It was still fairly European, but still had a much more Eastern flavor to it. For example, there were about half a million mosques in the city, and your day begins at 5:30 a.m. when they sound the first call to prayer. It resonates from approximately four thousand loudspeakers attached to every minaret in the area. There were, naturally, a few right near my window, so it was nice and loud. BUT I did sleep through it the last morning. Anyhow, I really didn't mind it, and it sounds five times a day.
The food was great--lots of kebaps of lamb/chicken/beef, rice, eggplant, and Turkish delight. I had never had real Turkish delight candy before, but it was SO good. I bought a box to bring home, and I have to ration it to a few pieces a day so it's not all gone by tonight. It's much like Knox Blocks, or very concentrated Jello, and they often put nuts in it, and powdered sugar on the outside.

——

Carry on the travel account of the mosques and Turkish food, picking up after its final sentence. The material after this point comes from a different source.

▶ _SOURCE DATA_
——

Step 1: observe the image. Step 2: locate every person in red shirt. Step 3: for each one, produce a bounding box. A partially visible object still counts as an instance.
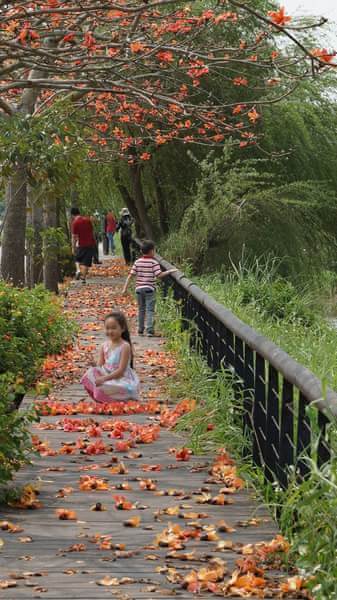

——

▶ _ANSWER TO THIS TASK_
Without fail, we could not walk down the street without being continually harassed by people selling things in shops or wanting us to try their restaurant or bar. We quickly found it didn't matter if you ignored them or talked to them, they would call after you until you either went in the shop or were out of earshot. One man kept yelling "Blondie" at me. The shopkeepers were a bit annoying, but I know that is how they make a living so it was not so bad.
I must say that the Turks were the absolute friendliest people I have seen anywhere. They put even the smallest towns in the American south to shame. The children (on weekdays we ran into some school groups) almost ALL shouted hello to us, and asked where we were from and even our names. Aside from the people trying to sell us things, the adults were also very friendly. Strangely, I found this to be more so the case in the center of the city than in the more suburban areas and on the Princes Islands.
One more thing--I've never seen so many flower beds in my life. Budapest--and almost every other city--could learn a lot from Istanbul. The city was very clean, there wasn't graffiti anywhere, and every inch of grassy area was landscaped and had flowers planted, mostly tulips.
It was a wonderful trip, and we had a wonderful time. Here are a few of the pictures:
Me, all dressed up, inside the Blue Mosque.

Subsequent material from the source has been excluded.